- _Exercise_: Reproduce the entries word for word, from the line holding "bark with a bounding box." through the end of the entries, both ends included.

# Material for this task start

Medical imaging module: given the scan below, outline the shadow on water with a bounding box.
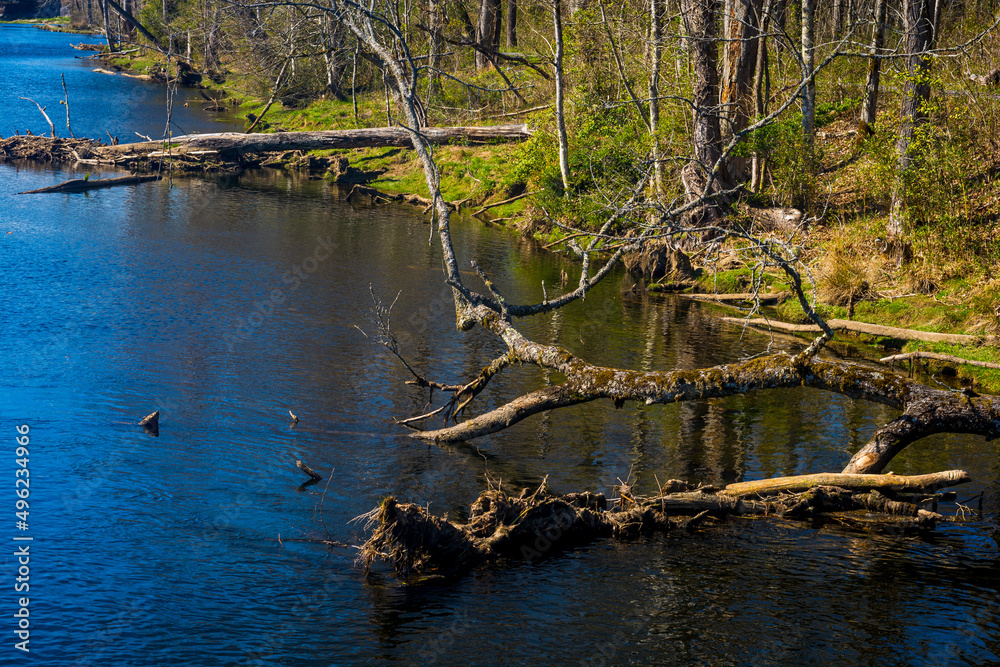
[0,22,1000,665]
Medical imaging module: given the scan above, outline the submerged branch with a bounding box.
[358,471,968,577]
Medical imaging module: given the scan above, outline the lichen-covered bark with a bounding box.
[415,306,1000,474]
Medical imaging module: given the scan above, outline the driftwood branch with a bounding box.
[721,317,995,345]
[677,292,788,304]
[17,176,160,195]
[96,124,532,158]
[295,461,323,482]
[358,471,968,577]
[720,470,971,496]
[472,190,541,215]
[879,350,1000,369]
[18,97,56,139]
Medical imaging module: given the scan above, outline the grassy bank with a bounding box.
[95,43,1000,392]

# Material for this task end

- _Exercise output_:
Medical imaging module: given the scan above, outline the lichen-covered bark with a bounding box.
[415,306,1000,474]
Medical imaging module: given the scan above, outline the driftwood branch with a bounding box.
[721,317,995,345]
[677,292,788,304]
[17,176,160,195]
[96,124,532,158]
[295,461,323,482]
[358,471,968,577]
[720,470,971,496]
[472,190,541,215]
[879,350,1000,369]
[18,97,56,139]
Medical imaging module: given the scan above, outline the grassy bank with a bounding box.
[95,43,1000,392]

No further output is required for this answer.